REQUIREMENT A: List the three pairs of contrasting traits that the essay "Verbal Air" gives as binaries people see themselves between.
* START DOCUMENT TEXT *
Verbal Air

We are such paradoxical creatures. I was talking to someone I have known for years who was saying, "I don't like X; I never have," when just last year, she said, "I long to X, but my life doesn't let me." Who does not see themselves between these binaries: feisty but frail; dour but indolent; extravagant yet unfussy. It may be helpful to think in more organic terms, "more like a flower blooming than an airplane leaving a gate," as Toelken writes in a different context.
There are times the mind requires air, as G. K. Chesterton suggests, far more than (linear) argument. It may be that the argument is that heavy mantle that restrains one from thought.
"Poetry is sane because it floats easily in an infinite sea; reason seeks to cross the infinite sea, and so make it finite," Chesterton writes. Poetry accomodates the figure of speech that is the paradox. It also works at the level of the generalisation: a person is no longer bound to to their bones but becomes the woman or the lover or at least observer. Insofar as the Lover, Observer, etc, are symbolic, poetic freedom of thought may also be depicted visually.
* END DOCUMENT TEXT *
* START DATA TO PROCESS *
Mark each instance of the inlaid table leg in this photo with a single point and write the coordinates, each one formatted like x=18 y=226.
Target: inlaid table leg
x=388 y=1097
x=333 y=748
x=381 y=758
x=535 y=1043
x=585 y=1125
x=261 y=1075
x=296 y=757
* END DATA TO PROCESS *
REQUIREMENT B: Reproduce every line of the rows, requests included, but multiply each coordinate value in the answers by 2 and round to whole numbers, with halves rounded up. Leave the requests and their format sample unchanged.

EXERCISE OUTPUT A: feisty but frail; dour but indolent; extravagant yet unfussy

EXERCISE OUTPUT B:
Mark each instance of the inlaid table leg in this photo with a single point and write the coordinates, each one formatted like x=18 y=226.
Target: inlaid table leg
x=776 y=2194
x=666 y=1496
x=762 y=1516
x=1070 y=2086
x=1170 y=2250
x=522 y=2150
x=592 y=1514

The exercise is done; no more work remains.